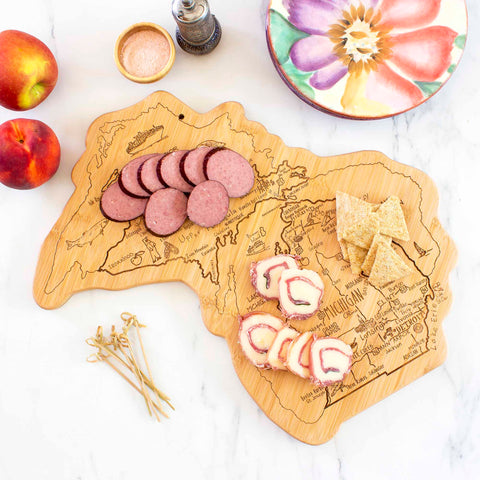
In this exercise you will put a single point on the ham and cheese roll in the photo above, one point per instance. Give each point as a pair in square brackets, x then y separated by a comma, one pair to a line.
[298, 355]
[265, 274]
[256, 335]
[277, 355]
[330, 361]
[300, 293]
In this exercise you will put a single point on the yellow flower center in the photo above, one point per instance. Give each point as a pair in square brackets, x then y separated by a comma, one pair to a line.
[360, 43]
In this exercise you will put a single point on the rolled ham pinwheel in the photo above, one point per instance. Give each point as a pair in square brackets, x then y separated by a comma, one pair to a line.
[277, 355]
[256, 335]
[266, 274]
[298, 355]
[330, 361]
[300, 293]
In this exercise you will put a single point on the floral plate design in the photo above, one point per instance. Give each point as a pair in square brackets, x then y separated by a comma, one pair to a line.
[366, 59]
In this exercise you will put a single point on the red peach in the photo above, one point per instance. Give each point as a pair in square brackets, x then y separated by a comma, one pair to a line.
[29, 153]
[28, 70]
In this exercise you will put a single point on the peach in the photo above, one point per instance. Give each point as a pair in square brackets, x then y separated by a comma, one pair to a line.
[28, 70]
[29, 153]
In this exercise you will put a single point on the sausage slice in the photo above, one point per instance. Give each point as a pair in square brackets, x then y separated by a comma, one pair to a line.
[166, 211]
[208, 204]
[117, 206]
[231, 170]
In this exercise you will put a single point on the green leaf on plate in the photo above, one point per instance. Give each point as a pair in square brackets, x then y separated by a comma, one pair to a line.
[428, 88]
[283, 35]
[299, 79]
[460, 41]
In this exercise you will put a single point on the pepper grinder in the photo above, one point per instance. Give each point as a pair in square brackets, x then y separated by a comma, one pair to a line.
[198, 31]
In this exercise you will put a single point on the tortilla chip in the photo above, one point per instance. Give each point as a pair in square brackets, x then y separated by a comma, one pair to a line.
[344, 249]
[392, 219]
[372, 253]
[357, 256]
[350, 211]
[388, 267]
[362, 233]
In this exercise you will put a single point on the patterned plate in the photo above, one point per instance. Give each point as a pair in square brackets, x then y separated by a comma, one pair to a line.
[366, 59]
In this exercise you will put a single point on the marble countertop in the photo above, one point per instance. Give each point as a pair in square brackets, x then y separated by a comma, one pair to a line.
[62, 418]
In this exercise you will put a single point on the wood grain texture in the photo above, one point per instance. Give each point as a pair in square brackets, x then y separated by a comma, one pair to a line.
[395, 332]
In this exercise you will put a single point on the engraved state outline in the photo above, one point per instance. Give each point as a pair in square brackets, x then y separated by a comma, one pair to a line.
[229, 122]
[102, 152]
[328, 403]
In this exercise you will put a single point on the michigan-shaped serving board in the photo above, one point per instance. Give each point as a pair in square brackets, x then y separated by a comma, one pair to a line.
[395, 332]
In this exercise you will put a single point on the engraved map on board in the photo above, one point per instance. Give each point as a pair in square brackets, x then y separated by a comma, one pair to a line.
[290, 210]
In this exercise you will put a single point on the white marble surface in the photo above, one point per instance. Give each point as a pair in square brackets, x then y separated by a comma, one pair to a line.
[62, 418]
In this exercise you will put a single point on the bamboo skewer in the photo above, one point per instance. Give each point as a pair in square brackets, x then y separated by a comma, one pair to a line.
[107, 350]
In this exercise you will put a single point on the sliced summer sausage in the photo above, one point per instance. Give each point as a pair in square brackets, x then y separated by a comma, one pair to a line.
[148, 177]
[231, 170]
[166, 211]
[191, 165]
[169, 171]
[116, 205]
[128, 180]
[208, 204]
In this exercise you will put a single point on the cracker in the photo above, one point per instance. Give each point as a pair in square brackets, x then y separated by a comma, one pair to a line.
[372, 253]
[361, 234]
[388, 267]
[392, 219]
[350, 211]
[357, 256]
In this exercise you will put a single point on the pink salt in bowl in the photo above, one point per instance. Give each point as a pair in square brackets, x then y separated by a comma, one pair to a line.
[144, 52]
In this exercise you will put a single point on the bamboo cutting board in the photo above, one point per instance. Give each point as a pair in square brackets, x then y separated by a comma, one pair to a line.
[395, 332]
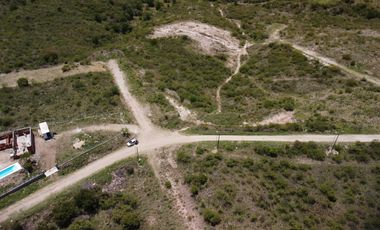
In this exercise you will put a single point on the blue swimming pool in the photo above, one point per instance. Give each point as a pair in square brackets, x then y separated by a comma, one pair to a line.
[10, 170]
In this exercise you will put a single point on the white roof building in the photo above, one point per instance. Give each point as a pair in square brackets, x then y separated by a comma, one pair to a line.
[44, 128]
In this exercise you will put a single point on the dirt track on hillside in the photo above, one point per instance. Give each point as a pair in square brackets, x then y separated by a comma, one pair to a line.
[48, 74]
[210, 39]
[151, 139]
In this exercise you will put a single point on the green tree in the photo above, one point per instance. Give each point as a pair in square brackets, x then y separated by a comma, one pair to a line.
[22, 82]
[64, 212]
[211, 217]
[130, 221]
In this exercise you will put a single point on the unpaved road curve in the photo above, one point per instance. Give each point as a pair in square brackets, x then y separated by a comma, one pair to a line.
[147, 146]
[242, 51]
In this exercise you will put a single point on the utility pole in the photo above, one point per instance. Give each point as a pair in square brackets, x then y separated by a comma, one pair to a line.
[217, 143]
[138, 156]
[331, 149]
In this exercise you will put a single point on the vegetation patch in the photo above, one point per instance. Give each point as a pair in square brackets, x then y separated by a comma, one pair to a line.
[276, 78]
[40, 33]
[134, 202]
[90, 97]
[247, 189]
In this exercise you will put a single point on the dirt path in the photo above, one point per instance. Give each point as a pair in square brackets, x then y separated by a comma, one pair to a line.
[311, 54]
[330, 62]
[165, 169]
[48, 74]
[210, 39]
[243, 51]
[151, 139]
[153, 143]
[139, 112]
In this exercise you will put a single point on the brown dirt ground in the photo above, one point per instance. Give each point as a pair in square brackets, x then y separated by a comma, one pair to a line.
[165, 169]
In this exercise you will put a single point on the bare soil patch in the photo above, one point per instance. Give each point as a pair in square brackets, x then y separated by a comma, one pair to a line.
[165, 168]
[48, 74]
[280, 118]
[211, 40]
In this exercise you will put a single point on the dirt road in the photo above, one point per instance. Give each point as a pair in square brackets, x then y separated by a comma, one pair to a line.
[330, 62]
[151, 138]
[137, 109]
[242, 51]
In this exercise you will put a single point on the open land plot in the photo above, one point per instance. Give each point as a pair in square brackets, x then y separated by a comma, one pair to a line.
[90, 146]
[344, 31]
[267, 186]
[45, 33]
[123, 196]
[277, 78]
[85, 97]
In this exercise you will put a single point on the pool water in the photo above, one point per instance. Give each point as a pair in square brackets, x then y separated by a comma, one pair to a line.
[10, 170]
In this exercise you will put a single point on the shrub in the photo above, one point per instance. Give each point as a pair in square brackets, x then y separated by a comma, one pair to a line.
[130, 221]
[271, 151]
[81, 225]
[200, 150]
[328, 191]
[168, 185]
[22, 82]
[88, 200]
[183, 157]
[211, 217]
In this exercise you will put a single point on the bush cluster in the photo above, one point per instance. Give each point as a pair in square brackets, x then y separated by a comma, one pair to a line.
[309, 149]
[90, 202]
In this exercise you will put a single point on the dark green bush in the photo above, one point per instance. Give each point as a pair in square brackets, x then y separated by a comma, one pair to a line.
[183, 157]
[211, 216]
[88, 200]
[64, 212]
[131, 221]
[22, 82]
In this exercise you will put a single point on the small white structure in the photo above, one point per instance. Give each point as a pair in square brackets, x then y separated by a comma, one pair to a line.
[44, 131]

=======

- Required action:
All of the data above should be transcribed verbatim, with pictures omitted.

- Your solution:
In this exercise you will put a single point on the ham and cheese roll in the photo above, one point per instance. Give each point as a pair in square brackets, x then y separated by a comma, one pair to a line.
[298, 355]
[265, 274]
[256, 335]
[277, 355]
[330, 361]
[300, 293]
In this exercise you will put a single point on the yellow flower center in the photo above, one point per instance. Give each point as a pair in square brackets, x then y separated by a comma, one pair to a line.
[360, 43]
In this exercise you will put a single point on the rolled ham pinwheel in the photo above, one point per instance. Give each point as a pair in square brackets, x then y separated by a comma, one pair to a line.
[277, 355]
[256, 335]
[266, 274]
[298, 355]
[330, 361]
[300, 293]
In this exercise you will put a single point on the floral plate design in the photo above, one point per instance. Give each point as a pair in square brackets, x then y separated by a comma, one pair to a line.
[366, 59]
In this exercise you will put a single point on the red peach in the photo above, one point per instance. Give each point as a pair in square brackets, x then y separated by a comma, one pair to a line.
[29, 153]
[28, 70]
In this exercise you will put a single point on the peach in the photo above, one point per instance. Give each point as a pair in square brackets, x then y separated by a comma, one pair to a line.
[28, 70]
[29, 153]
In this exercise you will put a single point on the sausage slice in the photo above, one point per instance. Give each point as a pair in square brackets, x then y separated by a comma, one pair to a line.
[166, 211]
[208, 204]
[117, 206]
[231, 170]
In this exercise you will put a single point on the green leaf on plate in the photo above, one point per instance. Give each point as a pair in square brackets, x then y separated by a comma, one pair to a line.
[428, 88]
[283, 35]
[299, 79]
[460, 41]
In this exercise you will put a single point on the pepper grinder in the photo above, one point per instance. Give each point as a pair in square brackets, x then y separated by a comma, one pair to a line.
[198, 31]
In this exercise you will put a single point on the tortilla chip in the photo above, one point per instance. Give each point as a pair in square brackets, x then y separated by a comma, one pair to a line.
[344, 249]
[392, 219]
[372, 253]
[357, 256]
[350, 211]
[388, 267]
[362, 233]
In this exercise you will put a single point on the patterned plate in the photo above, one point per instance. Give each point as a pair in square brackets, x then y separated by a comma, one pair to a line.
[366, 59]
In this exercise you will put a single point on the marble countertop in the photo above, one point per instance. Give each point as a pair in square brackets, x then y separated by a comma, one pair to a line.
[62, 418]
In this exercise you will put a single point on the wood grain texture in the photo above, one point per instance. Give each point as a pair in square brackets, x then y separated by a comma, one pair to a line.
[395, 332]
In this exercise you will put a single point on the engraved state outline in the photo above, one point per instance. Give each point as a pair in square brackets, x then y separated by a comma, one pair to a line.
[229, 122]
[102, 152]
[328, 403]
In this exercise you will put a single point on the michigan-shaped serving board in the photo above, one point per instance. Give each point as a pair in square brackets, x then y separated by a comma, one pair to a line.
[395, 332]
In this exercise you will put a single point on the engraved map on board in the photo above, one point per instance. Give each point as a pair in square brackets, x then y separated by a comma, one pair to a line.
[290, 210]
In this exercise you will put a single point on the white marble surface in the photo above, one point per instance. Give each point as a pair in square brackets, x then y separated by a comma, one pair to a line.
[62, 418]
In this exercise you will put a single point on the bamboo skewer in the photo above, one point per instance. Give each point as a pair in square brackets, x then y separated by a comma, one pair to a line.
[107, 350]
In this exercise you will put a single point on the sliced summer sausage in the photo above, one point per instance. Give each point as a pair in square brackets, x then y separated by a comma, one pair to a line.
[148, 177]
[231, 170]
[166, 211]
[191, 165]
[169, 171]
[116, 205]
[128, 180]
[208, 204]
In this exercise you will put a single point on the cracker in the photo above, one point per instance. Give each point as a pair in square brackets, x then y separated by a comma, one pair to a line.
[372, 253]
[361, 234]
[388, 267]
[392, 219]
[350, 211]
[357, 256]
In this exercise you will put a single point on the pink salt in bowl in the photo above, one point per instance. Give each point as a pair in square brackets, x then y separated by a comma, one pair to a line.
[144, 52]
In this exercise you will put a single point on the bamboo cutting board in the photo above, one point per instance. Give each point as a pair in square brackets, x then y separated by a comma, one pair to a line.
[395, 332]
In this exercise you will put a single point on the blue swimming pool in the photo above, one point per instance. Give each point as a pair in square brackets, x then y separated by a comma, one pair to a line.
[10, 170]
In this exercise you will put a single point on the white roof building in the photo above, one point per instance. Give each point as a pair in square brackets, x then y separated by a comma, one pair to a line.
[44, 128]
In this exercise you will put a single point on the dirt track on hillside in the photo above, one point per instance. Give each point as a pair in square brackets, x then y separated by a comma, one pair to a line.
[48, 74]
[210, 39]
[151, 139]
In this exercise you will put a single point on the green tree in the photo above, one point per instance. Give each point as a pair in square brackets, x then y separated by a comma, one pair to a line.
[22, 82]
[64, 212]
[211, 217]
[130, 221]
In this exercise you will put a single point on the unpaved road curve in the photo above, one point per instance. Give each point as a pair in square brackets, x then y separated by a comma, one pair to a line.
[147, 146]
[242, 51]
In this exercise you will put a single point on the utility pole in the photo above, one point per instance. Give each point as a pair in square brackets, x then y separated by a comma, one pair to a line.
[217, 143]
[138, 156]
[331, 149]
In this exercise you will put a single point on the vegetation patch in the photo above, one point per instance. Give each point as a pair in square brackets, x then y separated by a comma, one pair to a line.
[276, 78]
[40, 33]
[134, 202]
[90, 97]
[247, 189]
In this exercise you will put a single point on the dirt path in the photo above, one point per instance. Give each point as a pair in square brackets, x then y separated by a comma, one pair to a line.
[311, 54]
[330, 62]
[165, 169]
[48, 74]
[210, 39]
[243, 51]
[151, 139]
[153, 143]
[139, 112]
In this exercise you will put a single point on the brown dirt ground in the photo above, one point per instance. Give each point as a pair in square brackets, x then y separated by a comma, one pair to a line.
[165, 169]
In this exercise you will put a single point on the bare soil patch in the photo above, one point per instance. Give each point as a pair in square brackets, x then y separated by a comma, one pair to a line.
[165, 168]
[48, 74]
[280, 118]
[211, 40]
In this exercise you will put a single point on the dirt road in the photo above, one point per instance. Give each point as a pair in square brackets, x then y separated by a comma, one pair to a line.
[330, 62]
[151, 138]
[137, 109]
[242, 51]
In this exercise you will put a single point on the open land plot in the photo above, one point per instance. Give each point as a pair in square brackets, x then y separated by a comma, one pair to a line.
[90, 146]
[344, 31]
[267, 186]
[45, 33]
[123, 196]
[277, 78]
[85, 97]
In this exercise you will put a single point on the pool water in the photo above, one point per instance. Give each point as a pair in square brackets, x then y separated by a comma, one pair to a line.
[10, 170]
In this exercise you will put a single point on the shrub in the photo above, one point per instance. Give each point as a pair in square brackets, x then y separated by a comma, one pair to a line.
[130, 221]
[271, 151]
[81, 225]
[200, 150]
[328, 191]
[168, 185]
[22, 82]
[88, 200]
[183, 157]
[211, 217]
In this exercise you will put a single point on the bush cluster in the photo above, one point per instance. Give each point as a pair in square brackets, x then y separated by a comma, one pair to a line.
[309, 149]
[90, 202]
In this exercise you will put a single point on the dark green bush in the photo above, one point per instance. Give each point as a pair in square brackets, x then y separated by a comma, one pair to a line.
[183, 157]
[211, 216]
[88, 200]
[64, 212]
[131, 221]
[22, 82]
In this exercise you will put a single point on the small white structure in the photo above, one point per instance. Give each point as a pair in square brackets, x then y separated by a comma, one pair to a line.
[44, 131]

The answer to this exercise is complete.